§ PROBLEM: Wherever "light" occurs in the entries, copy the line that holds it.

=== Begin Enclosure ===

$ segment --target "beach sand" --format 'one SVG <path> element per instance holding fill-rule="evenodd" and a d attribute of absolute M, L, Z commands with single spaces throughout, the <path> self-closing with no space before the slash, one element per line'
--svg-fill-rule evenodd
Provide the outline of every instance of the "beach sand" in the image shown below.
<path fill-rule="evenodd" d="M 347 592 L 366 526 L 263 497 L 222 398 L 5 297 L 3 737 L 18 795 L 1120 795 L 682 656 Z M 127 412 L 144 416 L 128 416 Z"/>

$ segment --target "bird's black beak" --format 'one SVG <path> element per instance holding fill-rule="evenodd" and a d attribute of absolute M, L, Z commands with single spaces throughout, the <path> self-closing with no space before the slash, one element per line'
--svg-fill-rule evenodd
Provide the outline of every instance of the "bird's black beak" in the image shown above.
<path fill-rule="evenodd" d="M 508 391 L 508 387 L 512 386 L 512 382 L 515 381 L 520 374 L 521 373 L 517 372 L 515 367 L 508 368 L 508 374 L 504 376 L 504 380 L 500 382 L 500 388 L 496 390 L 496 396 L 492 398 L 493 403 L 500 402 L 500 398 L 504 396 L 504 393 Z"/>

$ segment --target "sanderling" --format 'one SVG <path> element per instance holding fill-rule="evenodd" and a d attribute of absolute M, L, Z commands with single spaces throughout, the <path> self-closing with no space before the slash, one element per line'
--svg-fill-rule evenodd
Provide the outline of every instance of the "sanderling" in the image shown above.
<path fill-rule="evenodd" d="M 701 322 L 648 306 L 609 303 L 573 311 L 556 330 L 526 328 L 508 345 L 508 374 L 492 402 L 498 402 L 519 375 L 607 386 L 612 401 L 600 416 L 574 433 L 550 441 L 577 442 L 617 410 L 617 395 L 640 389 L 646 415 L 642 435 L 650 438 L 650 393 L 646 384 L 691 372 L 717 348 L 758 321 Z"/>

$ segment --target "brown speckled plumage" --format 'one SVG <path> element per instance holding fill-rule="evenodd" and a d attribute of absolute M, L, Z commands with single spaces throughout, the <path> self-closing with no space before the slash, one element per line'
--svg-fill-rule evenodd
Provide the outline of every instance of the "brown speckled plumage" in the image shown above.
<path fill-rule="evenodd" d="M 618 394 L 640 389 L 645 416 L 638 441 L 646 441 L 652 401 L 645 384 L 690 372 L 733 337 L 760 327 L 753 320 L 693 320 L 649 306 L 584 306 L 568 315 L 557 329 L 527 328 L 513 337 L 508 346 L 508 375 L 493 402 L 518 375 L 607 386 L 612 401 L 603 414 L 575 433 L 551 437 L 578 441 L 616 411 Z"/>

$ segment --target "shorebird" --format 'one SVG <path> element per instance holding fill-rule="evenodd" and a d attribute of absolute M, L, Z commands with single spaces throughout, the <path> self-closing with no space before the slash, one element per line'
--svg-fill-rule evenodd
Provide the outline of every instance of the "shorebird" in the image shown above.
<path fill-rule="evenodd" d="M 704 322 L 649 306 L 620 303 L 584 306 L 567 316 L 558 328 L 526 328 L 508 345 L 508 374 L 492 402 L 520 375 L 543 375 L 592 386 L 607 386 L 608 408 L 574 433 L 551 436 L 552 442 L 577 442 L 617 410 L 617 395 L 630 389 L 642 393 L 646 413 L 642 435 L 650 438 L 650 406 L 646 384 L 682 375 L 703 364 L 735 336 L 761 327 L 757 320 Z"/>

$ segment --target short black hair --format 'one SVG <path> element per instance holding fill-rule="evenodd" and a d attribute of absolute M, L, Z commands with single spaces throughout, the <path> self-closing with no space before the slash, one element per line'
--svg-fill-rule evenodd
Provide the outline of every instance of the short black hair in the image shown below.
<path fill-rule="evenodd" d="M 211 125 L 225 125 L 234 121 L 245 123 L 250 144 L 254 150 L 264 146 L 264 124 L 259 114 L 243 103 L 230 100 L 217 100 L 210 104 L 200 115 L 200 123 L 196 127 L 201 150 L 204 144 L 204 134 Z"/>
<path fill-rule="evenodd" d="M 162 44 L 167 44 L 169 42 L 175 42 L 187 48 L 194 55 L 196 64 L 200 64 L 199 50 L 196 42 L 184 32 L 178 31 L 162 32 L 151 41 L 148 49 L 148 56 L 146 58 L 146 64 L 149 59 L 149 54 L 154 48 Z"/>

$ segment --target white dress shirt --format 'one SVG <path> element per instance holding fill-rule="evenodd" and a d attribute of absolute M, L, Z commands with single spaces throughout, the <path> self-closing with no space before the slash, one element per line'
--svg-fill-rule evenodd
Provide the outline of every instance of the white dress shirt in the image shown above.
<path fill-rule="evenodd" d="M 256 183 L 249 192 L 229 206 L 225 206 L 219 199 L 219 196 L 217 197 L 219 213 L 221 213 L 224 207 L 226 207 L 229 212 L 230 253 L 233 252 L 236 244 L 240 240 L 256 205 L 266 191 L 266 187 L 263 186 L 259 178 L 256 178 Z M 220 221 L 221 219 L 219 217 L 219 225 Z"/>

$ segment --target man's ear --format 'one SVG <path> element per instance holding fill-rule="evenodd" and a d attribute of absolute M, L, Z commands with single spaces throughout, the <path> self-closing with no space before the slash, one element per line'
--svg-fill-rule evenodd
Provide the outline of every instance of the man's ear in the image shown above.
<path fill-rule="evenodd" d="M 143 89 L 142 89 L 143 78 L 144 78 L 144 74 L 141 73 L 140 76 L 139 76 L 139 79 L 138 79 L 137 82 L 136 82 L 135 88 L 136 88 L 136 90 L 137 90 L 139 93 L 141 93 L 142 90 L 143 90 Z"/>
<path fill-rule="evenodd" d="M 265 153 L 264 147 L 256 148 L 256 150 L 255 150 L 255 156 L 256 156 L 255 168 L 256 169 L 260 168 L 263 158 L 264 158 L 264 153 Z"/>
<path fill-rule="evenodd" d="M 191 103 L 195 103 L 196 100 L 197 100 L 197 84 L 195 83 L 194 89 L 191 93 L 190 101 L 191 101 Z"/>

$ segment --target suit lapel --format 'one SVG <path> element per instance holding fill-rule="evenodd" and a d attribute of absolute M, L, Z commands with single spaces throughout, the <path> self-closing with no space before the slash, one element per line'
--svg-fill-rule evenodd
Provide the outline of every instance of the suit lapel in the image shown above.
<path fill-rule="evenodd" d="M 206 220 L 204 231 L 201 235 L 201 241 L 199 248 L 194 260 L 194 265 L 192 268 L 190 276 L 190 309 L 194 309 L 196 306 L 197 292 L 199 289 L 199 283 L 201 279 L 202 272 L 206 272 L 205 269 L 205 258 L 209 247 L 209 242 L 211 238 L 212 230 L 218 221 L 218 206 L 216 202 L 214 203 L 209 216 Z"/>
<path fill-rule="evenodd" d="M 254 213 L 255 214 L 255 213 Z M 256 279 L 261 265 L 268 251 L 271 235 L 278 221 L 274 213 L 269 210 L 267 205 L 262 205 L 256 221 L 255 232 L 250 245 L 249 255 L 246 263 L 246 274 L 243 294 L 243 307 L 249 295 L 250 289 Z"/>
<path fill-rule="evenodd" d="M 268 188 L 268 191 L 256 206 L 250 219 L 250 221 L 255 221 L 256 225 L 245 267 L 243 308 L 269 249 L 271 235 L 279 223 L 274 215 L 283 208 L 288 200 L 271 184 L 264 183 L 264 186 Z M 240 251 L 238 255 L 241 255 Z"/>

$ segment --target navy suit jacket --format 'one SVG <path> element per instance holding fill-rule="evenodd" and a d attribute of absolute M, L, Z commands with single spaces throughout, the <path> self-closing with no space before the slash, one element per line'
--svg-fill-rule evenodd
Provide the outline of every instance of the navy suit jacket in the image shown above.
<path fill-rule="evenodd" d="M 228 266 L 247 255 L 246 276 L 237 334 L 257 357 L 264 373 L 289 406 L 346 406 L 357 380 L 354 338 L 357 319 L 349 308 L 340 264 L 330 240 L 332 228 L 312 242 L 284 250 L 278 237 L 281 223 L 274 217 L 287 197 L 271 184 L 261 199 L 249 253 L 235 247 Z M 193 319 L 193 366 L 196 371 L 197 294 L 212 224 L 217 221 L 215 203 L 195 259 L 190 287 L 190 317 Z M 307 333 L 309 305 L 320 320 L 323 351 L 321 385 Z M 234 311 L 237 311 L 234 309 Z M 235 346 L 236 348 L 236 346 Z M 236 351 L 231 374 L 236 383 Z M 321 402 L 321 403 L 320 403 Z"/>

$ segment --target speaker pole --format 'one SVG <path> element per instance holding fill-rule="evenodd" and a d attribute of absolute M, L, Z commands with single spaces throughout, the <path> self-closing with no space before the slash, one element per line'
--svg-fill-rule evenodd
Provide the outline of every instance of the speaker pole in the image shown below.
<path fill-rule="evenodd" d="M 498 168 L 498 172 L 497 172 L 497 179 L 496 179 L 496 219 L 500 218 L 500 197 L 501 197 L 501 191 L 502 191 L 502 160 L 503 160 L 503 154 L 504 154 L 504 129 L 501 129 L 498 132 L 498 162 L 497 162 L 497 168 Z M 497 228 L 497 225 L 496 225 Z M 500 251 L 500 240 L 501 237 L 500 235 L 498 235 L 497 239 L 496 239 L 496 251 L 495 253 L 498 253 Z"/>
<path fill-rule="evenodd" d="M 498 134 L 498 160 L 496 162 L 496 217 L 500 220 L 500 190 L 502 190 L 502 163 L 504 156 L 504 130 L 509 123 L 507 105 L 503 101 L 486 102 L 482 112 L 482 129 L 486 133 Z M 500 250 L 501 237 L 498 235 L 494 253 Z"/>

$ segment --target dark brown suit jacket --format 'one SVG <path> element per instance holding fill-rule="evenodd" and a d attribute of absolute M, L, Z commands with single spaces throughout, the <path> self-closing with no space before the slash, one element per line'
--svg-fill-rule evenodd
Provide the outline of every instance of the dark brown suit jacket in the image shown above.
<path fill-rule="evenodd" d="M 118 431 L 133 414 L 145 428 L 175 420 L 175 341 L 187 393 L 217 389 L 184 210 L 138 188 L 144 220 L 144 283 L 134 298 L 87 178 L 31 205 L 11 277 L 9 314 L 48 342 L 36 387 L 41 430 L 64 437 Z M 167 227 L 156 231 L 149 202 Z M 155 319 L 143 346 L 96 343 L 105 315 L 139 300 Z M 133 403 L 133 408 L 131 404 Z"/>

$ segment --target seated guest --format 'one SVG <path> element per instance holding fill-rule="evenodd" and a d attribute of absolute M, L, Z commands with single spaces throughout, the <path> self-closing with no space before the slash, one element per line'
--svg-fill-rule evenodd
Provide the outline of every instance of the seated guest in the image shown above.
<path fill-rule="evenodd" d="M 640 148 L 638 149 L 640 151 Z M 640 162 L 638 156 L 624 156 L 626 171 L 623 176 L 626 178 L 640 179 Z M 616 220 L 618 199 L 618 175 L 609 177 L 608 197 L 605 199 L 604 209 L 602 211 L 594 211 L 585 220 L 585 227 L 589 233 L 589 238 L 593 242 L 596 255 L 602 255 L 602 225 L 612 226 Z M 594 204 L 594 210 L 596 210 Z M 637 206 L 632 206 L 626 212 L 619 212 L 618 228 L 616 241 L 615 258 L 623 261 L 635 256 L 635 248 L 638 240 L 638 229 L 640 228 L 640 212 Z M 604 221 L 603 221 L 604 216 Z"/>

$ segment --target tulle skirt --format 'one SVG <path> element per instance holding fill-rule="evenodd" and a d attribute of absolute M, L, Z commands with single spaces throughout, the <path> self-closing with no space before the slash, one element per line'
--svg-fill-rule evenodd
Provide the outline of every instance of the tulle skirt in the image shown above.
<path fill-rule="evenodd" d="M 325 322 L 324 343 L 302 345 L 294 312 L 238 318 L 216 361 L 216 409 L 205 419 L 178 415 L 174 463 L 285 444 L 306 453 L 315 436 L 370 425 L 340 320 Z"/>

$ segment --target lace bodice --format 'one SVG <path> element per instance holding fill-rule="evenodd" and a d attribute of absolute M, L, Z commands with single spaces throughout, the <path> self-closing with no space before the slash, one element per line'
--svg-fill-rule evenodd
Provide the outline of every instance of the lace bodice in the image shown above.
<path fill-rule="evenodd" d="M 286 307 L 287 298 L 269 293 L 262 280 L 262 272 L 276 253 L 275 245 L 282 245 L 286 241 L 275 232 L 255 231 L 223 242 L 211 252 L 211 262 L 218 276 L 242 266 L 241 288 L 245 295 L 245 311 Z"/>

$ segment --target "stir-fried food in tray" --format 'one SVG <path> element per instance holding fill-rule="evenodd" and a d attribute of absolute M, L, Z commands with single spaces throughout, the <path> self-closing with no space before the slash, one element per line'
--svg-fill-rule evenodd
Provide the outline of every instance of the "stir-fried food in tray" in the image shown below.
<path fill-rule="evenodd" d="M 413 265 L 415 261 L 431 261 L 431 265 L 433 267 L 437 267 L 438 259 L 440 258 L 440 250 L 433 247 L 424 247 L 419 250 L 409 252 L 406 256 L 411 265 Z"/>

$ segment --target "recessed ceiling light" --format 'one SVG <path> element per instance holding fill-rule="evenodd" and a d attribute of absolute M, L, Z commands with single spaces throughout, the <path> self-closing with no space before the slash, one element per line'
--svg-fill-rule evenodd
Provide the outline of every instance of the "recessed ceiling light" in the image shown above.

=== End Enclosure ===

§ TASK OUTPUT:
$ segment --target "recessed ceiling light" --format 'one SVG <path> element per instance holding fill-rule="evenodd" and a d attribute of absolute M, L, Z commands with single spaces throughout, the <path> self-closing with no space before the slash, one element per line'
Provide the outline of every instance of the "recessed ceiling light" in the image shown above.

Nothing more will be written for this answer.